Required action
Lines from the one containing "of the wrist" through the final line of the entries below: reproduce them exactly, all of them and only them.

Dataset extract
####

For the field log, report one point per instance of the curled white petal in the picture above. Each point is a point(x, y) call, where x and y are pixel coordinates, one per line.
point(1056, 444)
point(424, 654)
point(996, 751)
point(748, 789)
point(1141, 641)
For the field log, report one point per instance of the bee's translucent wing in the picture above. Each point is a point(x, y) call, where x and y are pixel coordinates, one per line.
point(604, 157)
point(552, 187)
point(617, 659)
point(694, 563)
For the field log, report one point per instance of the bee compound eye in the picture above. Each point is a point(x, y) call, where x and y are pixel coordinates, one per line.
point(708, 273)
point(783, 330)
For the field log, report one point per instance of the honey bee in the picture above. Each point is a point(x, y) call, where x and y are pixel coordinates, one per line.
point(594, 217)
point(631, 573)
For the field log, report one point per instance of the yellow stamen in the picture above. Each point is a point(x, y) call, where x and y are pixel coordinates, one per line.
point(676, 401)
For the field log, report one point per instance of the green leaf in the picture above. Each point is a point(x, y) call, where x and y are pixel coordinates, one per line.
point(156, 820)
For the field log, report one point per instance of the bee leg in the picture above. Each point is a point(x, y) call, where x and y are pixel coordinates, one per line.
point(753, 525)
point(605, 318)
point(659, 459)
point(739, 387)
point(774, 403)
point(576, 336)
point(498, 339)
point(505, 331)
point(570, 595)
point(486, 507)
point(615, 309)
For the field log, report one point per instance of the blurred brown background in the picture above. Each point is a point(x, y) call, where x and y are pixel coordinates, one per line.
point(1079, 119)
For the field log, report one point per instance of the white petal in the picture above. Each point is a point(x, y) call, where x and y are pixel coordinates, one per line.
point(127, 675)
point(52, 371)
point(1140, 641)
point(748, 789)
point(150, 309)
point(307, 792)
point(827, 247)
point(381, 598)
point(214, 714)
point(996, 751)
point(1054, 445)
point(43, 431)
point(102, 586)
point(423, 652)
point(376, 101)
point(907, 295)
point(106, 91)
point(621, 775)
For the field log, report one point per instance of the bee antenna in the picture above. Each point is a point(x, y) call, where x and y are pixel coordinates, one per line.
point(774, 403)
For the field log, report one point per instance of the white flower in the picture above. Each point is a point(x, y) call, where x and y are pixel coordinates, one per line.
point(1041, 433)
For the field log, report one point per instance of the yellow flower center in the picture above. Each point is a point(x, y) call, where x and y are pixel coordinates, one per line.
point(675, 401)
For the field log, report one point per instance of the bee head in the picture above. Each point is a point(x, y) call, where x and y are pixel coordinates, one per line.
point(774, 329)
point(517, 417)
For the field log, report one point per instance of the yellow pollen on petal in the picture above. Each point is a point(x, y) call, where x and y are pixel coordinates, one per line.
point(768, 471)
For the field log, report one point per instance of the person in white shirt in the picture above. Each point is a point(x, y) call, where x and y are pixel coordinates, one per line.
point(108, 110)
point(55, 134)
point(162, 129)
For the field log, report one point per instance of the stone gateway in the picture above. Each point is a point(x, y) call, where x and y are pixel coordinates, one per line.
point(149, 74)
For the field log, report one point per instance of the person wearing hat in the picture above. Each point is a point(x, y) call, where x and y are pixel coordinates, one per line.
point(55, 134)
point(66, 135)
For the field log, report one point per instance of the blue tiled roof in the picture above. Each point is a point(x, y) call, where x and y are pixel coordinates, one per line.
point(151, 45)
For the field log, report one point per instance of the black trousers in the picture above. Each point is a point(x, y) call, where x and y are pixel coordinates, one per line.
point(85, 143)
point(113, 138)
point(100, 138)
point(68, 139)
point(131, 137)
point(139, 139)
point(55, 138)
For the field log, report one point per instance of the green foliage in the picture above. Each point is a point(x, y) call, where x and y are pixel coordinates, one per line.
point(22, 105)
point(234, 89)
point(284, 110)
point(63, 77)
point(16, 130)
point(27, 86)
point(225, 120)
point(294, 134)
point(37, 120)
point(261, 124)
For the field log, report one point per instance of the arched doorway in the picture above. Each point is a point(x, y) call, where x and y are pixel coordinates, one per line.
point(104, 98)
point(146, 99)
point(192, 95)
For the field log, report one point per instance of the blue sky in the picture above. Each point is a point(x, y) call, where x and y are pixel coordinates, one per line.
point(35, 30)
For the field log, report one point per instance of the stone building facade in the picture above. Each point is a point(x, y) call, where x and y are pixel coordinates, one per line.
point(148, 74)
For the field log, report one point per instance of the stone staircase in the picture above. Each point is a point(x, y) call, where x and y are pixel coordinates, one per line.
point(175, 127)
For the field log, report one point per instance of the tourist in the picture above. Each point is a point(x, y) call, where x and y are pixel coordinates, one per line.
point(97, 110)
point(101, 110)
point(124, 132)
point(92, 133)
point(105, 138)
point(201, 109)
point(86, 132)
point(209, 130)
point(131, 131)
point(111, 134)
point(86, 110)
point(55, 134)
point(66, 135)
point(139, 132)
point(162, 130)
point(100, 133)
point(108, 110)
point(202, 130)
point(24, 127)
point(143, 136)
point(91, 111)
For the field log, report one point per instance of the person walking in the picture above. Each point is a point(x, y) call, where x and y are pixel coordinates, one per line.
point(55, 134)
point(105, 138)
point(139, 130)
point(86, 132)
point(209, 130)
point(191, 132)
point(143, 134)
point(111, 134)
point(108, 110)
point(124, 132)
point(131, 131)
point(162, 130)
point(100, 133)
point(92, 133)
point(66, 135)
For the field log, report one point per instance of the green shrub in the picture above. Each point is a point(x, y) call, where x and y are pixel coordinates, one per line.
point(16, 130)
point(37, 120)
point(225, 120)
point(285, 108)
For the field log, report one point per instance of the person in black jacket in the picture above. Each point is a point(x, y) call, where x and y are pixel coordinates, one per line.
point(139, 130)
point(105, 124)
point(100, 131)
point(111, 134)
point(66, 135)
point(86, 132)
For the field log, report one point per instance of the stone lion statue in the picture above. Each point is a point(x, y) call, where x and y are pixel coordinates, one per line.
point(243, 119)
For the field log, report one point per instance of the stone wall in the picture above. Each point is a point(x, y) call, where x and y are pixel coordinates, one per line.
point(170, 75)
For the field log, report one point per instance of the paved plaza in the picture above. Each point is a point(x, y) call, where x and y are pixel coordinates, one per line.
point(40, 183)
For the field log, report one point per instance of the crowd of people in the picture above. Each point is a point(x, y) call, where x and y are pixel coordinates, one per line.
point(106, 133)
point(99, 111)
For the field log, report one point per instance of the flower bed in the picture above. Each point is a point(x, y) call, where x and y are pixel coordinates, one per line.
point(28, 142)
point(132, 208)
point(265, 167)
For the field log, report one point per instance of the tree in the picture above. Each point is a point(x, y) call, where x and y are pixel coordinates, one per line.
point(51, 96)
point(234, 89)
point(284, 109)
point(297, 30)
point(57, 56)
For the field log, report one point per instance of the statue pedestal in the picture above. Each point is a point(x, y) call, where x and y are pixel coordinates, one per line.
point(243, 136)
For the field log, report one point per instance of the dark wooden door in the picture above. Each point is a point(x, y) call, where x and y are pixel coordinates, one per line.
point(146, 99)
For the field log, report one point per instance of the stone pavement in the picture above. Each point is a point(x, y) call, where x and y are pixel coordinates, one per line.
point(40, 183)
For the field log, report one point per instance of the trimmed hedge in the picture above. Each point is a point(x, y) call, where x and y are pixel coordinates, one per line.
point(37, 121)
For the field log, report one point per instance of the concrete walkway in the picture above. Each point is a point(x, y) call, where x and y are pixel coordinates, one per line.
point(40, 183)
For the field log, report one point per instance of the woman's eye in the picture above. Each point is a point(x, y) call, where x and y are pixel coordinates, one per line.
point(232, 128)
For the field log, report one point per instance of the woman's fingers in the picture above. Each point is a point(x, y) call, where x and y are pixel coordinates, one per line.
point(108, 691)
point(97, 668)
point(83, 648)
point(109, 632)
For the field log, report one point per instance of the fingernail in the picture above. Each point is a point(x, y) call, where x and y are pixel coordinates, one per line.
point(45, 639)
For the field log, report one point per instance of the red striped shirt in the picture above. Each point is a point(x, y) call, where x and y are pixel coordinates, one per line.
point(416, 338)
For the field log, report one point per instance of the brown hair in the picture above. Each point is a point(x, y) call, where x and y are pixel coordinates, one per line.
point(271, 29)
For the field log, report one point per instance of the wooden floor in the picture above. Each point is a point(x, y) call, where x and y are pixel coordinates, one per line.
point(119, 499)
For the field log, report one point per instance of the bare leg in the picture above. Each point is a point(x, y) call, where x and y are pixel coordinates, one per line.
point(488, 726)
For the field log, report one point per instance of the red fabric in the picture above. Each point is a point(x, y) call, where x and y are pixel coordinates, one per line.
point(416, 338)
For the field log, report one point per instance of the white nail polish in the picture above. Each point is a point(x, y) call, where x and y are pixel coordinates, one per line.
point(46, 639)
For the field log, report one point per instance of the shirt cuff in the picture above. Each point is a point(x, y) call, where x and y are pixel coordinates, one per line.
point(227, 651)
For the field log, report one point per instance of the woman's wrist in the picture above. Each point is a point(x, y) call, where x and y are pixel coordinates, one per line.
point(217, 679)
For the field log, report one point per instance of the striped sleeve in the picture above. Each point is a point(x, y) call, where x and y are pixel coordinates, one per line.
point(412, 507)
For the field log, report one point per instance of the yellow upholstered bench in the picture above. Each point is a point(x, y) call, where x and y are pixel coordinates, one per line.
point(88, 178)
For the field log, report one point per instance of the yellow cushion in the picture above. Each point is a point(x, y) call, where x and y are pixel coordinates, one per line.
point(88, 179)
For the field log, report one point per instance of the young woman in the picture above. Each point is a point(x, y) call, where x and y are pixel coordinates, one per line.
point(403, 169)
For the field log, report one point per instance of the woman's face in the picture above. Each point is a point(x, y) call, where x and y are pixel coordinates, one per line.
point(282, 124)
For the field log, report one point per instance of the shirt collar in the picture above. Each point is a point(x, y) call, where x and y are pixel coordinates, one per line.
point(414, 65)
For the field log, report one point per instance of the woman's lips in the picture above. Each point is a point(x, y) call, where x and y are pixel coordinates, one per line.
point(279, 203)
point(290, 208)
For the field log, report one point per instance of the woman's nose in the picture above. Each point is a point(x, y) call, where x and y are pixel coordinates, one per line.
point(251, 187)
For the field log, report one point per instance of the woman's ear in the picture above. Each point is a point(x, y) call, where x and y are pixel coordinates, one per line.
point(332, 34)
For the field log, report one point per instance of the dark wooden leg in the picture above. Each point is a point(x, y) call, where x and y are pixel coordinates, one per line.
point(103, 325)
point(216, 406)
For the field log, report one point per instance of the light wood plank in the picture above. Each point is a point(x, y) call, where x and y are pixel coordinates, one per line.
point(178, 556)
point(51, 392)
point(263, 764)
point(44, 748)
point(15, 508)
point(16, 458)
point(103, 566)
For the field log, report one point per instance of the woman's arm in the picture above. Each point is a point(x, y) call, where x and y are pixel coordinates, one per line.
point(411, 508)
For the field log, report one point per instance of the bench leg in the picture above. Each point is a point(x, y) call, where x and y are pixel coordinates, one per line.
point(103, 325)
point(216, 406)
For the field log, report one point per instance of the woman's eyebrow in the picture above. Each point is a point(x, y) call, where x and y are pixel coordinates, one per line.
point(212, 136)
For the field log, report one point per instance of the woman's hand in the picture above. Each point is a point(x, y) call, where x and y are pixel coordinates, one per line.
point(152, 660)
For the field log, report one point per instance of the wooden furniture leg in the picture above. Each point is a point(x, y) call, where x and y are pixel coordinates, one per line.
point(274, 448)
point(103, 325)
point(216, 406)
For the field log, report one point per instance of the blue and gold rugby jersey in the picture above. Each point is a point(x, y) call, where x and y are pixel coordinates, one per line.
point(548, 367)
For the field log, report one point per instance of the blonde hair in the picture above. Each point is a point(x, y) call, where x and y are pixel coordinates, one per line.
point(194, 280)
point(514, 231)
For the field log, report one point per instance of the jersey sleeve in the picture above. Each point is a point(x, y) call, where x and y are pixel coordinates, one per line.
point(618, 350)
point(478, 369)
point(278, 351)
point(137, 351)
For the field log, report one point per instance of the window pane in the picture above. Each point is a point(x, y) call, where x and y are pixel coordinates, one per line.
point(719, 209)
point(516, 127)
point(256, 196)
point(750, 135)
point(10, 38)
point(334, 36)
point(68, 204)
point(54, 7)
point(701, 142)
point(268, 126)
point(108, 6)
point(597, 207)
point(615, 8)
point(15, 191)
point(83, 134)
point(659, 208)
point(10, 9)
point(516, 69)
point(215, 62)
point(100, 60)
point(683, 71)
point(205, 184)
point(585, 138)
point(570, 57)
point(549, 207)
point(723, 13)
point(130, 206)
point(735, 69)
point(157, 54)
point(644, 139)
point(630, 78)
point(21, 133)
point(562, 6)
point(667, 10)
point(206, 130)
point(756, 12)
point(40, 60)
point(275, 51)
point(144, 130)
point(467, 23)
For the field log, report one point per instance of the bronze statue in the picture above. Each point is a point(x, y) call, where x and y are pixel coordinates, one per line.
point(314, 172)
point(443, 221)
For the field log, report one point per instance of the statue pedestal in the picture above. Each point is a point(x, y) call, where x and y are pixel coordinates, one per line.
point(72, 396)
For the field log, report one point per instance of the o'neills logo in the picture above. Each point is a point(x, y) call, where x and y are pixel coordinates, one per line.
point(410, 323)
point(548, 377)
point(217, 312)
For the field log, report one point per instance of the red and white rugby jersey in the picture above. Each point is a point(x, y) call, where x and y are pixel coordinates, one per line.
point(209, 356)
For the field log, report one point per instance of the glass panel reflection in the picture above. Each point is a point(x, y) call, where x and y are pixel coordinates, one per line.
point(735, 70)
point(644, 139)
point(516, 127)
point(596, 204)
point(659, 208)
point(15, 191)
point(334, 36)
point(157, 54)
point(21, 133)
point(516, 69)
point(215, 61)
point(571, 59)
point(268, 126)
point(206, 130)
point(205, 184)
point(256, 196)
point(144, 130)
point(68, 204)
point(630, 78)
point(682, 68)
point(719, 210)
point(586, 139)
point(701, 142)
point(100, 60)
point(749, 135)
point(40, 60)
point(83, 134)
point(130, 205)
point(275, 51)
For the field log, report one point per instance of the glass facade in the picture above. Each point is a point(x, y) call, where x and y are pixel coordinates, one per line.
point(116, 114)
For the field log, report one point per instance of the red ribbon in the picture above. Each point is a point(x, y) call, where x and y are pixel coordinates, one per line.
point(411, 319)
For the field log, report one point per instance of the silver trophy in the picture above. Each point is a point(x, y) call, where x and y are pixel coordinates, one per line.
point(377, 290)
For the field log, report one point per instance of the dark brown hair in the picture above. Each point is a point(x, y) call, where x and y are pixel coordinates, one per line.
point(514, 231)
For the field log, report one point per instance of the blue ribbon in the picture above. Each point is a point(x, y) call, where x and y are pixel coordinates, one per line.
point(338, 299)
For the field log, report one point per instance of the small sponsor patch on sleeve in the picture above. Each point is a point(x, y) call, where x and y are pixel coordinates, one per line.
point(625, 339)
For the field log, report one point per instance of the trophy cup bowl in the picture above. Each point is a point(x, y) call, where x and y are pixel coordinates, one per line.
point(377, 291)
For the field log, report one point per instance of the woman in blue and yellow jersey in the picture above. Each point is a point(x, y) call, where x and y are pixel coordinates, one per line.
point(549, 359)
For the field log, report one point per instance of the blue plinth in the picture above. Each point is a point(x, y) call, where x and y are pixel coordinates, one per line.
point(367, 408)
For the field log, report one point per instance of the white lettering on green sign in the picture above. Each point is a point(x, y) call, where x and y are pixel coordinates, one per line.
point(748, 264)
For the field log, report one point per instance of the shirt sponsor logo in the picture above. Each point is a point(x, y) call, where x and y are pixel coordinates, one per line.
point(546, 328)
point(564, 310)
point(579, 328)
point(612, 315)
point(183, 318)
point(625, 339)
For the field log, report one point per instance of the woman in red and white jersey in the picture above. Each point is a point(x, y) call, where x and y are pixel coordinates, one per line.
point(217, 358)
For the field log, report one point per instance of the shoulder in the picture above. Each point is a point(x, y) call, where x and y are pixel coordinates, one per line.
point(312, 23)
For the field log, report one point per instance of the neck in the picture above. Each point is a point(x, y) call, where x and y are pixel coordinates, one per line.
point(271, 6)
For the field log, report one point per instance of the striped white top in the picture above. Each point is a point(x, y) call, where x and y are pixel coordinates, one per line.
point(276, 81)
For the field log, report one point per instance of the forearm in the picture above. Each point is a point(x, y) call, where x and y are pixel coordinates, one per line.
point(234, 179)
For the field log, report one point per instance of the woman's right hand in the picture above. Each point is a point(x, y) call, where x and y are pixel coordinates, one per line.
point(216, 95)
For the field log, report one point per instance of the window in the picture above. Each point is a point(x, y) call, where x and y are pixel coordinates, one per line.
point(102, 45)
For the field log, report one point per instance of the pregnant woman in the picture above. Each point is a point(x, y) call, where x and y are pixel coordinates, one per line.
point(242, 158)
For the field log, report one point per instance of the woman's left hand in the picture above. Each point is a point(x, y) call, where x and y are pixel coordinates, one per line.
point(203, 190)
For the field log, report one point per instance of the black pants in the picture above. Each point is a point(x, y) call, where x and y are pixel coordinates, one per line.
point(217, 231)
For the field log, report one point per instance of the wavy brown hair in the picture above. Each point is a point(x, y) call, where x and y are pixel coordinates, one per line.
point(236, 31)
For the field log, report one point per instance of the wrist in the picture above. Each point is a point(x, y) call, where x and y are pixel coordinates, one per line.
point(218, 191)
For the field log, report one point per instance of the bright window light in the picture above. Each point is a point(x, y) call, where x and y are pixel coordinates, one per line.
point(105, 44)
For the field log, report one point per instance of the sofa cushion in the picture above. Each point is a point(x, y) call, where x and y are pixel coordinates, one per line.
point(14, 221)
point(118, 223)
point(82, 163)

####

Result of this task
For the field log, report one point per instance of the wrist in the picture above. Each point is a point(x, y) call, where x and y are pixel coordinates, one per line.
point(218, 191)
For the field log, report one point per instance of the bright window light in the picture above. Each point is a point(x, y) call, where x and y are pixel coordinates, one per line.
point(105, 44)
For the field log, report one point per instance of the sofa cushion in the picture above. Each point is a point(x, y) call, where x and y are pixel coordinates, one per line.
point(14, 221)
point(118, 223)
point(82, 163)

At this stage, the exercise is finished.